TO DO => All of the entries below should be returned verbatim, apart from the pictures.
- - -
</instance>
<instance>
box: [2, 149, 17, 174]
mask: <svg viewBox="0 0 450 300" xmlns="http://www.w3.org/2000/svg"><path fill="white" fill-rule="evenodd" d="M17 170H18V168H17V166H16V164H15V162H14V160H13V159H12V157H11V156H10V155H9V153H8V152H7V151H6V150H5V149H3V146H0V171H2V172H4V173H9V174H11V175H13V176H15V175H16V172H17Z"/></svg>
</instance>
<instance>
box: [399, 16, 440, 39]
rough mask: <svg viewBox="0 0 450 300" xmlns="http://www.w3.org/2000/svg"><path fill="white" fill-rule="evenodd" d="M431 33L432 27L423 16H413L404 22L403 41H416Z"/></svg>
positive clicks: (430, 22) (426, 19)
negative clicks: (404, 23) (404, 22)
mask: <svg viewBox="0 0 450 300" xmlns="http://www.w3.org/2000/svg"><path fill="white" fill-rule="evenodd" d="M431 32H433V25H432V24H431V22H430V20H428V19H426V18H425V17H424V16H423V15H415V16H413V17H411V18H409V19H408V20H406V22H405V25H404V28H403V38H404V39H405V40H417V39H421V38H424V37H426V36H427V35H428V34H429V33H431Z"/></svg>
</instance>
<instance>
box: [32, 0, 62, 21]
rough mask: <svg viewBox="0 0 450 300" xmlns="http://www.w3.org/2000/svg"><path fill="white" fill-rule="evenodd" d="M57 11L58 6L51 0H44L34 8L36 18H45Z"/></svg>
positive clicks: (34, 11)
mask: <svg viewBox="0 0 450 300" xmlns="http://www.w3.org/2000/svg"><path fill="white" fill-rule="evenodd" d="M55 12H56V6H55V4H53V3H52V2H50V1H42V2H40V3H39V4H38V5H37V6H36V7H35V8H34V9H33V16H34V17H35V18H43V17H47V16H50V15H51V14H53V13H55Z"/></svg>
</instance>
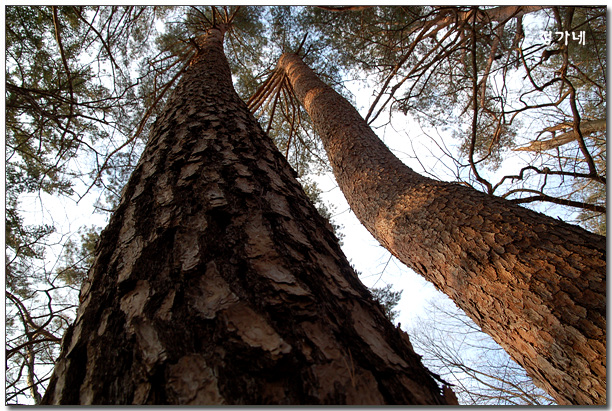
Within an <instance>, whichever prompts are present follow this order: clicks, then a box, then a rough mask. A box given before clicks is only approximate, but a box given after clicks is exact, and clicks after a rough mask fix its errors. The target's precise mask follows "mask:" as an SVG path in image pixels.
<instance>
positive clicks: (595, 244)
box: [279, 54, 606, 404]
- - -
RESPONSE BELOW =>
</instance>
<instance>
box: [2, 149, 17, 174]
mask: <svg viewBox="0 0 450 300" xmlns="http://www.w3.org/2000/svg"><path fill="white" fill-rule="evenodd" d="M17 170H18V168H17V166H16V164H15V162H14V160H13V159H12V157H11V156H10V155H9V153H8V152H7V151H6V150H5V149H3V146H0V171H2V172H4V173H9V174H11V175H13V176H15V175H16V172H17Z"/></svg>
</instance>
<instance>
box: [399, 16, 440, 39]
rough mask: <svg viewBox="0 0 450 300" xmlns="http://www.w3.org/2000/svg"><path fill="white" fill-rule="evenodd" d="M431 33L432 27L423 16H413L404 22L403 41H416Z"/></svg>
positive clicks: (430, 22) (426, 19)
negative clicks: (404, 23) (404, 22)
mask: <svg viewBox="0 0 450 300" xmlns="http://www.w3.org/2000/svg"><path fill="white" fill-rule="evenodd" d="M431 32H433V25H432V24H431V22H430V20H428V19H426V18H425V17H424V16H423V15H415V16H413V17H411V18H409V19H408V20H406V22H405V25H404V28H403V38H404V39H405V40H417V39H421V38H424V37H426V36H427V35H428V34H429V33H431Z"/></svg>
</instance>
<instance>
box: [32, 0, 62, 21]
rough mask: <svg viewBox="0 0 450 300" xmlns="http://www.w3.org/2000/svg"><path fill="white" fill-rule="evenodd" d="M57 11L58 6L51 0H44L34 8L36 18H45Z"/></svg>
positive clicks: (34, 11)
mask: <svg viewBox="0 0 450 300" xmlns="http://www.w3.org/2000/svg"><path fill="white" fill-rule="evenodd" d="M55 12H56V6H55V4H53V3H52V2H50V1H42V2H40V3H39V4H38V5H37V6H36V7H35V8H34V9H33V16H34V17H35V18H43V17H47V16H50V15H51V14H53V13H55Z"/></svg>
</instance>
Within an <instance>, whichever prompts are present follow this order: clicks, then a box, then a rough mask. A box given before clicks is only approximate, but a box given after clicks is exact, and clicks after a rough mask fix its errors. The target's precise mask follows "mask:" as an SVG path in image pixels.
<instance>
positive clicks: (595, 244)
box: [279, 54, 606, 404]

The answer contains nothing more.